[Natural language region descriptions]
######
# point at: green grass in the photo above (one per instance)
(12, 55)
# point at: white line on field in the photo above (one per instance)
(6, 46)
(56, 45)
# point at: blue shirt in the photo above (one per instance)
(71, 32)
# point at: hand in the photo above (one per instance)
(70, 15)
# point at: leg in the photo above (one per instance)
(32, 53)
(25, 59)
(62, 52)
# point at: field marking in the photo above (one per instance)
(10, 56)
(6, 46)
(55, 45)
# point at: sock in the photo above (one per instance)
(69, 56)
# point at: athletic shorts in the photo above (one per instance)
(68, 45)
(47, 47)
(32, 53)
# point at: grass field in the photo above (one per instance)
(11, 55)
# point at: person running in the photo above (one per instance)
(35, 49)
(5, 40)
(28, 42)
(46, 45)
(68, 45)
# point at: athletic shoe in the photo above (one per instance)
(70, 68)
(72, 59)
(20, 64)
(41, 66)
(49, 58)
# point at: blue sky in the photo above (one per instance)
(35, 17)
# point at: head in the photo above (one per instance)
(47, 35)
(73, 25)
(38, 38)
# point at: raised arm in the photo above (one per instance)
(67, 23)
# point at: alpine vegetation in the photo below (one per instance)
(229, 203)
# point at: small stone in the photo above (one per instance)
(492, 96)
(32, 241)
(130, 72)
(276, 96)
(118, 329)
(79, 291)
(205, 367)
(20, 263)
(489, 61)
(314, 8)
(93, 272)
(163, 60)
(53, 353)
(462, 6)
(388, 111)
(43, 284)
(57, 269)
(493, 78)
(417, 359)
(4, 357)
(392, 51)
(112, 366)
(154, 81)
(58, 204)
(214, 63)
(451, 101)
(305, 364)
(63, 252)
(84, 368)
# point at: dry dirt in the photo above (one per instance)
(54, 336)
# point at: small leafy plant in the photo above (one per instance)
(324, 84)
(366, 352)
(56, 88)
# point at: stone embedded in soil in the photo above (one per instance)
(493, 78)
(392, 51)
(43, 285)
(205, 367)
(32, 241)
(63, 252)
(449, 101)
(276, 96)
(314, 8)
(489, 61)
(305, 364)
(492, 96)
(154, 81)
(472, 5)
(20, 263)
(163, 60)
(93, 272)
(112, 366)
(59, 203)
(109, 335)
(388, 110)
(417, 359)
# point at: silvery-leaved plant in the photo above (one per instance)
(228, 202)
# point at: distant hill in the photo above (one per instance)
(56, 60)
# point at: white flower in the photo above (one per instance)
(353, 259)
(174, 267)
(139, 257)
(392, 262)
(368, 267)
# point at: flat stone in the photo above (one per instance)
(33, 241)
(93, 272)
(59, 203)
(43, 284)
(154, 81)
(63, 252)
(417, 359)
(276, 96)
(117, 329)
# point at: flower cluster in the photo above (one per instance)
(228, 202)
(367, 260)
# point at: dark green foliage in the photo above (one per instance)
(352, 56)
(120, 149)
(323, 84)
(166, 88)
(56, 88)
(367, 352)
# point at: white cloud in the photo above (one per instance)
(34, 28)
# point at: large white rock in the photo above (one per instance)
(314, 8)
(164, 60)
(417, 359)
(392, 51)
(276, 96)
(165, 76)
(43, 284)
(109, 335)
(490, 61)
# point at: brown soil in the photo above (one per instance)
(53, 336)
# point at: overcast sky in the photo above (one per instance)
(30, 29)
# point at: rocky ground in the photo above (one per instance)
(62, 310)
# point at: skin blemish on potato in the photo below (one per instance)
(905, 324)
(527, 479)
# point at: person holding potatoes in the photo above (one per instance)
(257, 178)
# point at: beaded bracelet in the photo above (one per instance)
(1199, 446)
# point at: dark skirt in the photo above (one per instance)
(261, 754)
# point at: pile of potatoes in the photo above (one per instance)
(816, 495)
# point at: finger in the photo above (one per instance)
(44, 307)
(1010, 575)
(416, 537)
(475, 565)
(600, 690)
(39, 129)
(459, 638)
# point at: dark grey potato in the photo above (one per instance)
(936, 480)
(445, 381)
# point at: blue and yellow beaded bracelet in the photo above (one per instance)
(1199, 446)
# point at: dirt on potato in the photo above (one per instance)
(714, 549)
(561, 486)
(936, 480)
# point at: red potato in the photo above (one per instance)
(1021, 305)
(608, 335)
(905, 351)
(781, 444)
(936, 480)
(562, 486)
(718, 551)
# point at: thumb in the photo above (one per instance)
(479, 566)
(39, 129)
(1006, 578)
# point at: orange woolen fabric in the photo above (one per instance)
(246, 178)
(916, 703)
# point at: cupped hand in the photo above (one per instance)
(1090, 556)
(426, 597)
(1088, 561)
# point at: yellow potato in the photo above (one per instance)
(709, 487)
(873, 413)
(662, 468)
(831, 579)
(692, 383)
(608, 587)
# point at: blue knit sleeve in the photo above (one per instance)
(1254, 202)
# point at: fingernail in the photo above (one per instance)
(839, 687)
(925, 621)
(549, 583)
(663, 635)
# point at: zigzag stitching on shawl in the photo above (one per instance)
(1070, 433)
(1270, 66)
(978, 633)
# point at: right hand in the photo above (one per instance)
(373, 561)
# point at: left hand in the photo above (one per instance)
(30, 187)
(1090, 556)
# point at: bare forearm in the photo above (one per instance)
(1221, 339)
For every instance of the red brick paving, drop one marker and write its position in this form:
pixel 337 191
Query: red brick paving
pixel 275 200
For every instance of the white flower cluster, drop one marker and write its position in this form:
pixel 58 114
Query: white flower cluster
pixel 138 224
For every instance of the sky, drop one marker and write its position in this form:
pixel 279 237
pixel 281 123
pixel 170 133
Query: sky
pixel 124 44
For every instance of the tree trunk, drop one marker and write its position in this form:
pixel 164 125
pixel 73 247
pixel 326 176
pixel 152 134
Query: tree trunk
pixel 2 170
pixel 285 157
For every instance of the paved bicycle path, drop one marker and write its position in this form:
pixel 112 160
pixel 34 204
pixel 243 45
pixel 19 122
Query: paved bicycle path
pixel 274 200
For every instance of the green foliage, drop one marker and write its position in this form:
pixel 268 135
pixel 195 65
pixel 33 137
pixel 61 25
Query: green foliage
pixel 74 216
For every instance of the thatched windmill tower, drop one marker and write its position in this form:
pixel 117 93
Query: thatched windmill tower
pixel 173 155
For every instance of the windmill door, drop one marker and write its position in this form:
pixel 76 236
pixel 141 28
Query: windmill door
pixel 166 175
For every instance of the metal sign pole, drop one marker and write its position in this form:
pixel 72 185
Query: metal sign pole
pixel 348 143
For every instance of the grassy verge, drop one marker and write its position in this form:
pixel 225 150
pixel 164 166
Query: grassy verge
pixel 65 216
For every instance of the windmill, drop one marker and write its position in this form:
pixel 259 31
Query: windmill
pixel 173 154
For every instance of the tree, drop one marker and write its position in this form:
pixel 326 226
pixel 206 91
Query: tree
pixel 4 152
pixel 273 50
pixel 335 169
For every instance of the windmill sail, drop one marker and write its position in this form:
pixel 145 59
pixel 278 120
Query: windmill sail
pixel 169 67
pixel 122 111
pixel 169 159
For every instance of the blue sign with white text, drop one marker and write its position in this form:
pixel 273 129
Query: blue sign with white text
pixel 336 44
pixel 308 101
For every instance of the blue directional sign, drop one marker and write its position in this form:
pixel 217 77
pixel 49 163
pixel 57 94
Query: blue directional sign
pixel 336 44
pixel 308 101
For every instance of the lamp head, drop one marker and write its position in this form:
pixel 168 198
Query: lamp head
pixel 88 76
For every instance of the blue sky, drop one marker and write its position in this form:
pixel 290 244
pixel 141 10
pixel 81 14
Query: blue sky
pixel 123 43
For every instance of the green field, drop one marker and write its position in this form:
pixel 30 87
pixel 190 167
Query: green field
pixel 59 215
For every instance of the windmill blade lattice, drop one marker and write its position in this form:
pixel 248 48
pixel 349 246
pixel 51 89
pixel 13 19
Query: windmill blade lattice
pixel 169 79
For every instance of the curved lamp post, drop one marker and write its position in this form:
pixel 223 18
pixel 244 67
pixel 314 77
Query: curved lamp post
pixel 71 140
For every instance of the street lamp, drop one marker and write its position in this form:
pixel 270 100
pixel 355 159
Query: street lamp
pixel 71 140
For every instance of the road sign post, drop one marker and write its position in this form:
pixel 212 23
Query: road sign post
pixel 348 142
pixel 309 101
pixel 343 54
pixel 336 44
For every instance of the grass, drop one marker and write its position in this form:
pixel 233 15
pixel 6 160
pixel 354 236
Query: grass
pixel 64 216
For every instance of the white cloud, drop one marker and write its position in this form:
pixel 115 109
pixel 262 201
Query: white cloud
######
## [PROMPT]
Output only an exact transcription of the lines above from the one with "pixel 81 14" up to and including the one with "pixel 314 77".

## [RESPONSE]
pixel 81 14
Query: blue sky
pixel 123 43
For every instance of the green field, drop one marker and write its position in this form:
pixel 30 87
pixel 190 167
Query: green field
pixel 59 215
For every instance of the windmill blade lattice, drop one marker and write its position in this form:
pixel 248 48
pixel 349 246
pixel 51 89
pixel 13 19
Query: windmill blade lattice
pixel 169 79
For every instance of the curved lamp post, drop one marker and write its position in this form:
pixel 223 18
pixel 244 67
pixel 314 77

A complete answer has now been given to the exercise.